── 本文抜粋 ──

Méthode de Gasquet - Approche posturo-respiratoire 

ガスケ・メソッド
姿勢と呼吸からのアプローチ

生理的機能を尊重したグローバルなメソッド

 フランスで女性のペリネ(骨盤底筋)領域のパイオニアとして、ド・ガスケ医師は身体にグローバルに働きかける「姿勢と呼吸からのガスケアプローチ(Approche Posturo-Respiratoire B.de Gasquet)」を考案し1993年の医学論文で発表しました。過去40年、ド・ガスケ医師は、腹圧性尿失禁や臓器脱といった骨盤底機能不全、腰痛、椎間板ヘルニアなどの一因となっているのが、「重力」や日常生活での「不適切な腹圧管理」であると主張し続けてきました。そうした、医学の世界でも見落とされがちで尚且つ目に見えない敵と闘うためには、ペリネ(骨盤底筋)を収縮させて強化するだけでは不十分なのです。ガスケ・メソッドでは背骨を最大限に伸ばし、呼吸を手がかりに正しく的確な姿勢に整えていくことを基本原則とし、姿勢と呼吸からグローバルに身体に働きかけます。自らの身体を動かして座位や四つんばいや蹲踞位といったあらゆる体位で姿勢の整え方やエクササイズを体験することで、ガスケ・メソッドが単なるペリネの保護法ではなく、重力に負けないための身体訓練そのものであるということがわかります。

───

課題
本文で、ガスケ・メソッドの姿勢の整え方やエクササイズを体験する体位として挙げられているものをすべて書き出せ。 ここから先の資料は、本文とは別の出典によるものである。

── データ抜粋 ──

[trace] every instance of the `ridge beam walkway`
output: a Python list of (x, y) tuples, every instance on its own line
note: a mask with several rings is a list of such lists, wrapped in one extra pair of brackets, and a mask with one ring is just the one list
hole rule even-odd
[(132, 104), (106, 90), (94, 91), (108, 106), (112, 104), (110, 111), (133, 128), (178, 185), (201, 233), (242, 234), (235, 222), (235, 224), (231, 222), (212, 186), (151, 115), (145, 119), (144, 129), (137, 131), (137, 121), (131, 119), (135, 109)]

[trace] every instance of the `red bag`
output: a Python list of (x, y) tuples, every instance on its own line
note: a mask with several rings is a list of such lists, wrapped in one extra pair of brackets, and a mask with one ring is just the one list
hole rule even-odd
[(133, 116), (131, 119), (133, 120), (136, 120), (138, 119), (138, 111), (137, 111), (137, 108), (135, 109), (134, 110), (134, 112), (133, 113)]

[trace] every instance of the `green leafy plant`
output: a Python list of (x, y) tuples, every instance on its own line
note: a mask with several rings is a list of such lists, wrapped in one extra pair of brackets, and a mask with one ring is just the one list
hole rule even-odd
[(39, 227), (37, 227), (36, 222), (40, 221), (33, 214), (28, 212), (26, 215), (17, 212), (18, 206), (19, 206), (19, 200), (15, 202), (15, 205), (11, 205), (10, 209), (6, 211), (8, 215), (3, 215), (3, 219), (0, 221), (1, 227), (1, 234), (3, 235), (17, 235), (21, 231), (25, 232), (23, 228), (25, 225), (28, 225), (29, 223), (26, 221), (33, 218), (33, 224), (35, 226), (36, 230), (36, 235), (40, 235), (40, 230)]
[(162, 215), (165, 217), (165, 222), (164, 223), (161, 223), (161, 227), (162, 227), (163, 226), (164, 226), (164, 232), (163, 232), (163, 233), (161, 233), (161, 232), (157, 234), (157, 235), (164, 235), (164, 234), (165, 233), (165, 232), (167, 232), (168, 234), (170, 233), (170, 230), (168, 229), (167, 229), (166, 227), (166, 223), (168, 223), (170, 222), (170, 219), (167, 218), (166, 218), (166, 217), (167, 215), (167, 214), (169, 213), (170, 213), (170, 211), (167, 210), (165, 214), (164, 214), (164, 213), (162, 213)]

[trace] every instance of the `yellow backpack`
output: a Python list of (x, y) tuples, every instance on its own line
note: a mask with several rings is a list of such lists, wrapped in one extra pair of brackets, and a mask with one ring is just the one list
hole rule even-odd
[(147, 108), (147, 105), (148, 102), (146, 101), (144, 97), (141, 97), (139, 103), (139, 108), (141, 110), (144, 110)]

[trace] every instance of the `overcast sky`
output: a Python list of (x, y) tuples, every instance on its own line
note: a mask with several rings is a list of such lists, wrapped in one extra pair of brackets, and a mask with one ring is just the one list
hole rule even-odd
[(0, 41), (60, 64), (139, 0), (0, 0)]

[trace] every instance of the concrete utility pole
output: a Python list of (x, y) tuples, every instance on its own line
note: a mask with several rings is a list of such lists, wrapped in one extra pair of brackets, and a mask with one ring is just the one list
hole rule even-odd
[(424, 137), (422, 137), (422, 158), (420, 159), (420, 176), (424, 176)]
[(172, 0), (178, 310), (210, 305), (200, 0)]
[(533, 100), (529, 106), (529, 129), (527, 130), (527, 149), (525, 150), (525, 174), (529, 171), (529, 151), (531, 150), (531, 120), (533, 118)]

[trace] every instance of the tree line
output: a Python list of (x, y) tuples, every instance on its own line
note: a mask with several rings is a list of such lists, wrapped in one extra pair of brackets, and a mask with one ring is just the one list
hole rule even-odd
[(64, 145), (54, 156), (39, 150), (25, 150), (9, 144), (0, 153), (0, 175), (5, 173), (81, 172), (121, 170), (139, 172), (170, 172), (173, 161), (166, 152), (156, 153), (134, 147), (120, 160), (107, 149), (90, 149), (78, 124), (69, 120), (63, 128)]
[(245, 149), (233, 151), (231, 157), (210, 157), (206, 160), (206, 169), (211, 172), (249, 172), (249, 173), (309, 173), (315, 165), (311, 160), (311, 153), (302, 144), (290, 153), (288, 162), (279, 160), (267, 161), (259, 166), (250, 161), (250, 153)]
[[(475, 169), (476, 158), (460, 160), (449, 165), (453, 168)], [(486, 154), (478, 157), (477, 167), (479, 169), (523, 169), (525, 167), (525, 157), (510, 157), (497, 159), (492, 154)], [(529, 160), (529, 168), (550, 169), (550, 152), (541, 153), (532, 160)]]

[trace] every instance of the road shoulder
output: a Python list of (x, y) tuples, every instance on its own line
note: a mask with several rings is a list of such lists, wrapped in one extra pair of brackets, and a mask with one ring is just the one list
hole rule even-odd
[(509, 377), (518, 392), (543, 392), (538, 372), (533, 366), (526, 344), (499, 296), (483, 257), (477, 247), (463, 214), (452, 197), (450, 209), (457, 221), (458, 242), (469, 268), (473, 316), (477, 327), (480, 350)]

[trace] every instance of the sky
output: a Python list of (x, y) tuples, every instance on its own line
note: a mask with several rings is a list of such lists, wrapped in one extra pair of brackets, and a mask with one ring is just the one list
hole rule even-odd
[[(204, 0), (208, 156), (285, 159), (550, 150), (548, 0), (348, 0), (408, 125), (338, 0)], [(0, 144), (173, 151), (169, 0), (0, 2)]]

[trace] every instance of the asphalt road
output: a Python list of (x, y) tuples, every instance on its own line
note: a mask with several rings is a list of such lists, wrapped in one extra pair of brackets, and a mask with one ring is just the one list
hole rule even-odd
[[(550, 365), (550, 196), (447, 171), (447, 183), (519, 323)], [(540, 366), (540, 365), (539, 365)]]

───

回答
座位、四つんばい、蹲踞位